* **Task prompt**: Transcribe all of the records word for word, but omit the pictures.

(Records)
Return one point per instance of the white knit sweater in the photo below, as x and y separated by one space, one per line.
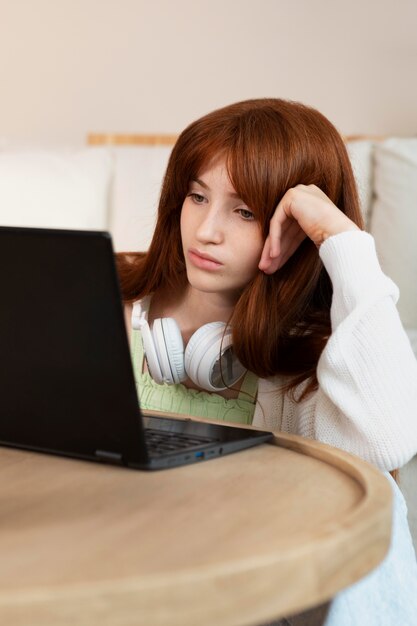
366 402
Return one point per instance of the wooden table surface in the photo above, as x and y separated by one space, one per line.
238 540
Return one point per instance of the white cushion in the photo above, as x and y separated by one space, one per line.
55 189
360 153
394 219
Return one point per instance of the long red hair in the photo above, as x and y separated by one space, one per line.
281 322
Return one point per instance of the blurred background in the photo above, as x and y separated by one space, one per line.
70 67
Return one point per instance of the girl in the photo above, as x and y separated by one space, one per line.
259 228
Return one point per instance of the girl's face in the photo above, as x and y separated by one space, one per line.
221 240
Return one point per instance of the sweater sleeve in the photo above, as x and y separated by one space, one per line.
366 402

* **Response to the exercise**:
Return one point per instance of the white knit sweater in the photo below, as x and y separated by one space, one per line.
366 402
Return one point per instance of the wooden table surface in the photo above, as x and y separated by one space, one per line.
238 540
Return one point per instance of the white cushion in the photo above, as x and y separated by one space, one per line.
55 189
360 153
394 219
Return one point per instance of the long red hair in the photo above, as x and y separated by one space, one per line.
281 322
Return one point per instance of the blurred background in the photo above, as x and y separated by one space, one per line.
70 67
Return one point per instance of the girl in the photo above, as x and y separated by one space, one per line.
259 228
Return one point per instance of the girl's face in the photo above, as x and y separated by one space, one per line.
221 240
Return one point per instance of the sweater sleeve in the photo above, as x and y separated by one space, one per line.
366 402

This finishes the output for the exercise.